PROMPT
Filter the records below and copy out each line that contains the string "tree". Matching is case-sensitive.

Image point annotation entries
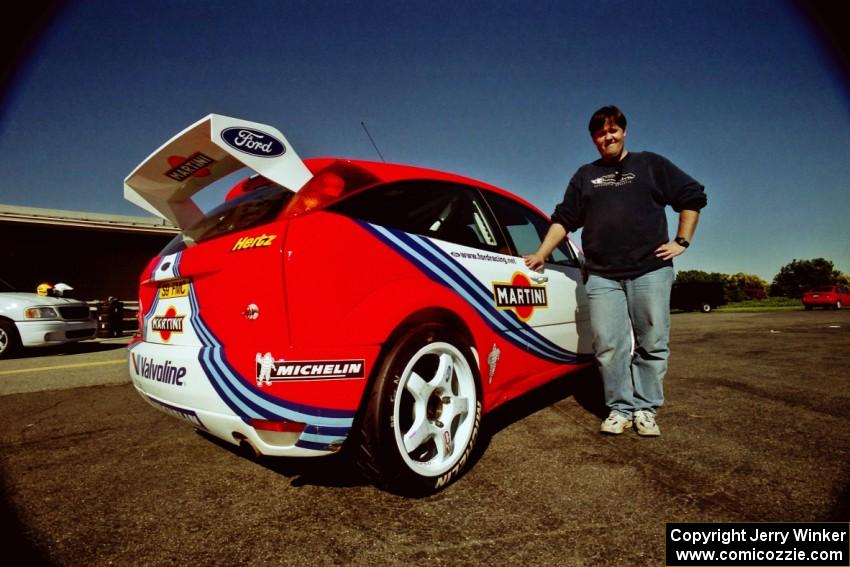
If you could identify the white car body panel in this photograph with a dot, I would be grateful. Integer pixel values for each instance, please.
(43, 332)
(210, 149)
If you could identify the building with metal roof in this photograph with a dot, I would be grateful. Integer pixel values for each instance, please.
(99, 255)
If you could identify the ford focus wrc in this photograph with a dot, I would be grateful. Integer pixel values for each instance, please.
(331, 301)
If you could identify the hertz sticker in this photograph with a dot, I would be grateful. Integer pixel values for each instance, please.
(248, 242)
(520, 295)
(173, 289)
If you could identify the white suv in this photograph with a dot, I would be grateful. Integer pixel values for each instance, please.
(32, 320)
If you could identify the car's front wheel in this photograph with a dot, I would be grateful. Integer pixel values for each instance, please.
(422, 418)
(10, 342)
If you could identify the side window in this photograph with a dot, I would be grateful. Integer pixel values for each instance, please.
(430, 208)
(526, 229)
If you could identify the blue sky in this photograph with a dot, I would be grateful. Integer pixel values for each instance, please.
(741, 95)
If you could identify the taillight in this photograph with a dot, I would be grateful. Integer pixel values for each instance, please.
(322, 190)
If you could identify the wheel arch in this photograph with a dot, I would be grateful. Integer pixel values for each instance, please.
(439, 315)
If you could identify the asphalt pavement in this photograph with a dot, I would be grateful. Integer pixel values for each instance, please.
(754, 429)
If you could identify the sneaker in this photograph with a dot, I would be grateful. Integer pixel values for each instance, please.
(645, 424)
(615, 424)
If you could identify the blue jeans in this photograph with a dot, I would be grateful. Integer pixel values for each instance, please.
(633, 380)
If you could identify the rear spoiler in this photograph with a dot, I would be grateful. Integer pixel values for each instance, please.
(203, 153)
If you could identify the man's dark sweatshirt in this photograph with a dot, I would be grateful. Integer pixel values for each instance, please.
(621, 208)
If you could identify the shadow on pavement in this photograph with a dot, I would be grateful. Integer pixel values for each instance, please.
(585, 386)
(18, 542)
(336, 470)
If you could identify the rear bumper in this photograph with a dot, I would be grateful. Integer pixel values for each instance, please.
(44, 333)
(195, 385)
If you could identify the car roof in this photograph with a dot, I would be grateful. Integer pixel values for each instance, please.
(391, 172)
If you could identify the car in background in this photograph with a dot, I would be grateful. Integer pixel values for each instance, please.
(333, 302)
(697, 296)
(33, 320)
(827, 296)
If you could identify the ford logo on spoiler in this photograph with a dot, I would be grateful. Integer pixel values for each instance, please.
(253, 142)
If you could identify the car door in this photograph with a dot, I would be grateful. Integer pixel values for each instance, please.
(564, 319)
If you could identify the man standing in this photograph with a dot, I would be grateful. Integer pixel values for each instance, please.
(619, 200)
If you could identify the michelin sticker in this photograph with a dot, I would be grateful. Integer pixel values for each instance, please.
(271, 370)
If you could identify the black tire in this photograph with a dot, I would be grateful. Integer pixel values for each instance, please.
(10, 341)
(441, 421)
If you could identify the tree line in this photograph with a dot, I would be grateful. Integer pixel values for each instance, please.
(792, 280)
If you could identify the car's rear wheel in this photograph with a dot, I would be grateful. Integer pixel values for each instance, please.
(10, 342)
(422, 418)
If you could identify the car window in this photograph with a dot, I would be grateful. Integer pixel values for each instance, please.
(262, 205)
(447, 211)
(526, 229)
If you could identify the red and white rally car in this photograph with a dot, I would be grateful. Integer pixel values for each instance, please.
(329, 301)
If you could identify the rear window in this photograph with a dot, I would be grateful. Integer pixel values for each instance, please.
(447, 211)
(260, 206)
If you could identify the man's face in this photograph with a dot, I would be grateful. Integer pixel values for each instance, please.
(610, 141)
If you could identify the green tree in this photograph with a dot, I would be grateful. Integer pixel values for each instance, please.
(801, 275)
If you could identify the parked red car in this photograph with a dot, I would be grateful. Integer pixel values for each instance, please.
(334, 301)
(828, 296)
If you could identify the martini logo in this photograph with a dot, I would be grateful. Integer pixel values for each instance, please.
(169, 323)
(192, 166)
(520, 296)
(173, 289)
(271, 370)
(253, 142)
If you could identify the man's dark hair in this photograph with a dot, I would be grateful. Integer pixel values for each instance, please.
(602, 115)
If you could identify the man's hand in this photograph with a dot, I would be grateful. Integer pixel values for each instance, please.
(535, 261)
(669, 251)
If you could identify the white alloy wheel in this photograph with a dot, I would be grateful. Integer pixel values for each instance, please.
(434, 411)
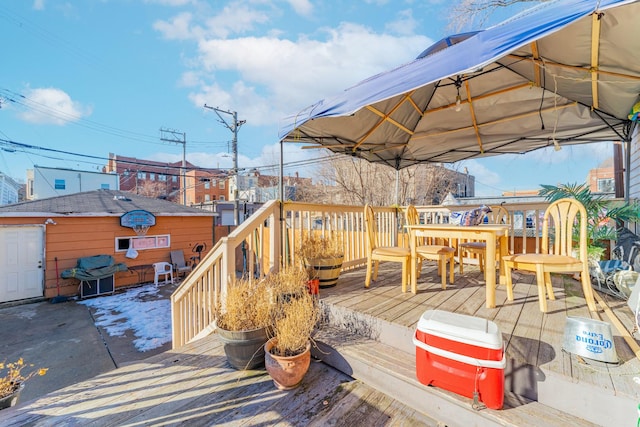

EXPECTED OUTPUT
If you could identify the tree line in this photograph with a dot, I would be grateful. Integer pixel values for each instance, please.
If you could identify the green tree in this photograph with a dot, I would be grateful. Integer pixel values for each instance, please.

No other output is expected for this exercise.